WORK TO BE COMPLETED: Repeat, exactly as written, the lines of the records below from the first through the line with "A teaching note to the class: indicate the snow-covered", but none past it.

(Point localization data)
--- START ---

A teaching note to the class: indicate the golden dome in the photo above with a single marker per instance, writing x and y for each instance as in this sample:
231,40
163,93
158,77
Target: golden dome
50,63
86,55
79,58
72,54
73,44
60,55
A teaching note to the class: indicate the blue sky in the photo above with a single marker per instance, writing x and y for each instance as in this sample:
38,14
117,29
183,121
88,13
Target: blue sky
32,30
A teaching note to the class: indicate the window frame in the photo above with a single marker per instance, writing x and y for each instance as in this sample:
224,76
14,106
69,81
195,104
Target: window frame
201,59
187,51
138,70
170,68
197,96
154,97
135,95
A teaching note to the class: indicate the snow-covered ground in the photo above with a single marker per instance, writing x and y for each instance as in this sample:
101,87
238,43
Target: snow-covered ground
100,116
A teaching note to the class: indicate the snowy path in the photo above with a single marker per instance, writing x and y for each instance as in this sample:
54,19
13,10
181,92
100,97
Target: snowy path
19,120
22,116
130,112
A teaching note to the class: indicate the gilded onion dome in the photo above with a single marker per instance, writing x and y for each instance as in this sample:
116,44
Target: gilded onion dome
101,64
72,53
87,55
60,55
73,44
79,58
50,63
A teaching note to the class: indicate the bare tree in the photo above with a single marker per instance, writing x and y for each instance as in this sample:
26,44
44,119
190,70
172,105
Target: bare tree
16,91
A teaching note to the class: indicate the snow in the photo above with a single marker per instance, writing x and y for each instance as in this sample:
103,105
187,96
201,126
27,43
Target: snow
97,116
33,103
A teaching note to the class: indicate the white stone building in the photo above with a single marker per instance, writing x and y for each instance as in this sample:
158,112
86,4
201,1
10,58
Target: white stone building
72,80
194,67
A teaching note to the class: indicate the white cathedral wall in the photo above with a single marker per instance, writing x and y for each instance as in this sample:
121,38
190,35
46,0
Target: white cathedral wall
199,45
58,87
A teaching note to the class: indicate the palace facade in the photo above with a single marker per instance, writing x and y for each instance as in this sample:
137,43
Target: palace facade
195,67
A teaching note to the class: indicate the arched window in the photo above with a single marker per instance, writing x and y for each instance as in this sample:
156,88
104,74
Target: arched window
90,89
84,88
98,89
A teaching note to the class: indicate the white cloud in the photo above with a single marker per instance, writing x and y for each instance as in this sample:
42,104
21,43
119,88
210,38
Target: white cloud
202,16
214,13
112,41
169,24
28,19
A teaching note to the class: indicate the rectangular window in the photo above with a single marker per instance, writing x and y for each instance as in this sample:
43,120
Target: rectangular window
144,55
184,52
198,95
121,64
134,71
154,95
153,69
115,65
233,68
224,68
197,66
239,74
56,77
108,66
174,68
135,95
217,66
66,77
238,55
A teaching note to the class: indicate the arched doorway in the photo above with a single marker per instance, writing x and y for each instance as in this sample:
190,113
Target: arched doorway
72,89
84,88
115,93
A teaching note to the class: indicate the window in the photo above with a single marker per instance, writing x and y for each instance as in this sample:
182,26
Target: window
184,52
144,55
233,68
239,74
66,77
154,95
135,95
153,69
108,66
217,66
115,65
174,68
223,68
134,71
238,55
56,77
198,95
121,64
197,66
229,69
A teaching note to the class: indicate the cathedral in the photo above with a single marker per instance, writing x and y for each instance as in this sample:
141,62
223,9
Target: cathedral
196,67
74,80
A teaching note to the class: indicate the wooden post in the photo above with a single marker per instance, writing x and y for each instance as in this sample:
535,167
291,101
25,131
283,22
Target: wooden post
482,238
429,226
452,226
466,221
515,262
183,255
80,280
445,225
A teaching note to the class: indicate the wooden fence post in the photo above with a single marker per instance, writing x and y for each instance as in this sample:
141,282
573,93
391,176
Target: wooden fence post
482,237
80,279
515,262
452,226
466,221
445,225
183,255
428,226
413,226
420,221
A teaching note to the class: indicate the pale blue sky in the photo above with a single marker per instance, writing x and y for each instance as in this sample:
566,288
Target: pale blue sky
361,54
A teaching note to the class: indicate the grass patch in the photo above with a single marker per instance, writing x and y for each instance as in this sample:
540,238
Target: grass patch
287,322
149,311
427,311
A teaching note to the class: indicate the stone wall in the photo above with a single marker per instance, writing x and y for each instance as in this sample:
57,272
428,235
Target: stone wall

--- END ---

SOLVED EXERCISE:
A teaching note to the class: indicate the golden dome in the photo above with a single marker per instance, writing x and y for each instance as in this sample:
231,40
163,93
158,77
Target: golden dome
50,63
86,55
79,58
72,54
73,44
60,55
A teaching note to the class: indicate the blue sky in the photo above with a single marker per instance, writing x and y for each instance as in this sample:
38,14
117,29
183,121
88,13
Target: blue sky
32,30
A teaching note to the class: indicate the window frame in the photo above with a single marker per instance, writing x and y for each instance as in this sample:
224,76
14,106
69,81
195,104
Target: window frame
201,59
187,51
138,70
170,68
197,96
154,97
135,95
A teaching note to the class: indicate the snow-covered ground in the photo above with a single marker per instance, writing x and y for each instance as in this sample:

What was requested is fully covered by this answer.